YANG DIBUTUHKAN
Sunting baris-baris mulai dari baris yang memuat "of the cloudy" sampai akhir catatan dengan mengganti "wooden stool" menjadi "wooden chair" dan membiarkan bagian lainnya tetap sama. Tuliskan baris-baris itu saja tanpa menyertakan gambar.

[Data anotasi lokasi objek]
━━━━━━━━━━━━━━━━

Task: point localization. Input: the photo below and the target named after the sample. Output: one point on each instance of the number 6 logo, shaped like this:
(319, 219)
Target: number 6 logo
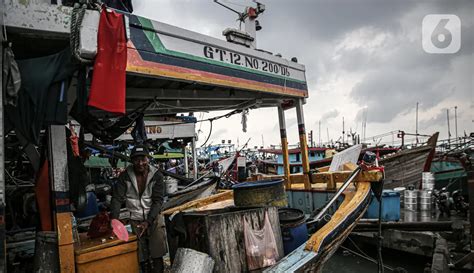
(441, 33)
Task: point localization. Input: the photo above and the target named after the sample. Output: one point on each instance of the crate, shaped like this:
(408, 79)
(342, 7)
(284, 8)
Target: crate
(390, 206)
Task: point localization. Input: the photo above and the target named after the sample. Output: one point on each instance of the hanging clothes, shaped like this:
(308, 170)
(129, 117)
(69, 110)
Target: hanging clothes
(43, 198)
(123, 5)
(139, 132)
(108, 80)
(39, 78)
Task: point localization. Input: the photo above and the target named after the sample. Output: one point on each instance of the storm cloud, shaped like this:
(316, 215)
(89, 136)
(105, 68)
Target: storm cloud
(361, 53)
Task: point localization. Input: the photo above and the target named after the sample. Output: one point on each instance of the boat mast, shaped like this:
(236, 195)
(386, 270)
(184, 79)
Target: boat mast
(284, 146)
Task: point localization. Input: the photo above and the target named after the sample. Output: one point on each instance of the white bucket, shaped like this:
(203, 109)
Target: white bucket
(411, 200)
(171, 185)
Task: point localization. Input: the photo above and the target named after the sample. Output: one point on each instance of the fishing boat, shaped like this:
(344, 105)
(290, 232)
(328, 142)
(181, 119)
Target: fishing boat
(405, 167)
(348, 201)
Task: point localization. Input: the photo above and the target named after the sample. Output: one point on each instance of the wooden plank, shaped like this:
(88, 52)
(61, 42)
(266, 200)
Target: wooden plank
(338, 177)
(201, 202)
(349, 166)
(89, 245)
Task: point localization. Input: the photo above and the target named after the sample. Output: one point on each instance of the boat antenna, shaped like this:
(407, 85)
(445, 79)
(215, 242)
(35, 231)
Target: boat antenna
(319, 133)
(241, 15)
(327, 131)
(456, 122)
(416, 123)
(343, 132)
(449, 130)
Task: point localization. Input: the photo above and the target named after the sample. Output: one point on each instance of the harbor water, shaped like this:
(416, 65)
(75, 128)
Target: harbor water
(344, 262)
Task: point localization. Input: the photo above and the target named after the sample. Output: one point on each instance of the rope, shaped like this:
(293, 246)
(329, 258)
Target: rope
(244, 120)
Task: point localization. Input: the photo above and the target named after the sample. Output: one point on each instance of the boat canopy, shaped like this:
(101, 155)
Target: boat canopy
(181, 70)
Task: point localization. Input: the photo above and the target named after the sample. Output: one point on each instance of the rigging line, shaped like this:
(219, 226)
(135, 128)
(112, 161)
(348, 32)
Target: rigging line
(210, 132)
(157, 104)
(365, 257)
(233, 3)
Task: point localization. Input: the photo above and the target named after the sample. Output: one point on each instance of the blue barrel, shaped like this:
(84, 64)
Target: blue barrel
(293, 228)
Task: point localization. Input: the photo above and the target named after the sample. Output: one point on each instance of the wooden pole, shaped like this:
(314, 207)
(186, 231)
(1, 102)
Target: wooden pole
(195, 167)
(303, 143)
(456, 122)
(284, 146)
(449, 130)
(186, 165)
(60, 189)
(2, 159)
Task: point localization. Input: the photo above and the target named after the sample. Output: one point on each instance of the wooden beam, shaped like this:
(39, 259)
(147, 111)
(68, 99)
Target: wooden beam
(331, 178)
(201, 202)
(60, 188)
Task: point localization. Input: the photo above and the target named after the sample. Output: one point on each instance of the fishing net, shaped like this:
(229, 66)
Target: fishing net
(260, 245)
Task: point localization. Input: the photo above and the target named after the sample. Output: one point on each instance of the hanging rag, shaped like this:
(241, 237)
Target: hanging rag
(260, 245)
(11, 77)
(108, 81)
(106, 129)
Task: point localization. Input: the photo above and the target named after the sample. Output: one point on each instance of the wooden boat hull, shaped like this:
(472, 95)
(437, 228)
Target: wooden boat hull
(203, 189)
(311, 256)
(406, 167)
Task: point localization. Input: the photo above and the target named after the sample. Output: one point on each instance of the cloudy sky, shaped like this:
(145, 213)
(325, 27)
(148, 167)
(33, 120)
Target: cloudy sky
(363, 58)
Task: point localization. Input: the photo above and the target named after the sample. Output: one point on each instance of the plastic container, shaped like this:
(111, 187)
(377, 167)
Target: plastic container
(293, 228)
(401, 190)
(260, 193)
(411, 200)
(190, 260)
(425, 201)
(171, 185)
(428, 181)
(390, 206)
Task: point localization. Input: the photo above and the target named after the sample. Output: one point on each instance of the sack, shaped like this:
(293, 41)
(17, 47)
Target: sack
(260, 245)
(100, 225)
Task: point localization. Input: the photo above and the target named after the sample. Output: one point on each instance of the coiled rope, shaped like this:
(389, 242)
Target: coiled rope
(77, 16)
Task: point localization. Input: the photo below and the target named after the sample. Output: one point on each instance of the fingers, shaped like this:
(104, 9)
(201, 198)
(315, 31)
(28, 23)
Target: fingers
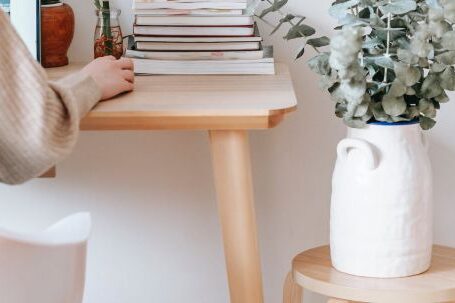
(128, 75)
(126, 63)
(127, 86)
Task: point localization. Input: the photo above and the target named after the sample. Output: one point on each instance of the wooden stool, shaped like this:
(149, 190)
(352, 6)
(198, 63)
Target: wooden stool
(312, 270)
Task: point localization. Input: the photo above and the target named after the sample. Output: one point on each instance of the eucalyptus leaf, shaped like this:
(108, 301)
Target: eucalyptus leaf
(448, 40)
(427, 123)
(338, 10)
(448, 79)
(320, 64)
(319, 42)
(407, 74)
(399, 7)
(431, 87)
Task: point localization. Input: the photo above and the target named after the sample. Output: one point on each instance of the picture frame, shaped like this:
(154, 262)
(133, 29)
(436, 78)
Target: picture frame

━━━━━━━━━━━━━━━━

JAWABAN BENAR
Task: point localization. Input: the photo above and the target named after the sample. Output: one point on each instance of the cloudy sky, shaped like this:
(145, 213)
(325, 27)
(148, 167)
(33, 120)
Target: cloudy sky
(363, 58)
Task: point localization. Input: the photo above and the target named after the sample. Output: one point on each instance of the plastic container, shaped like this:
(111, 187)
(377, 167)
Target: plastic container
(293, 228)
(401, 190)
(260, 193)
(411, 200)
(190, 260)
(425, 201)
(171, 185)
(428, 181)
(390, 206)
Task: point localization. Input: the photo above and the target named after the sample. Output: one point on each instance of the sack, shaped like this:
(293, 41)
(17, 47)
Target: sack
(260, 245)
(100, 225)
Task: point localization. Input: the photo above and the target named after the sample. Output: one point on each instance of the coiled rope, shaped like this:
(389, 242)
Target: coiled rope
(77, 16)
Task: point localization. Input: the photo below and the target named after the sample. Output: one point on each instance of the fingers, shaped like this:
(104, 9)
(201, 198)
(315, 31)
(28, 23)
Target: fingers
(128, 75)
(126, 63)
(127, 86)
Task: point localization. Input: the photo above and the target named after the sample. Output: one point on each instance of the wooden chair, shaped like this:
(149, 190)
(352, 6)
(198, 63)
Target: wooden chair
(312, 270)
Task: point localization. Input: the photo above and the target named after the sample. Output: one point on each instance of the eucalyptus leaf, shaped like this:
(108, 301)
Target: eucalyptus leaf
(448, 40)
(427, 123)
(338, 10)
(448, 79)
(320, 64)
(319, 42)
(407, 74)
(399, 7)
(431, 87)
Task: point localization. Input: the photo above and the target named after the sample. Output: one point on each instance of the picture frame, shaped like this:
(154, 262)
(133, 29)
(436, 78)
Target: picture frame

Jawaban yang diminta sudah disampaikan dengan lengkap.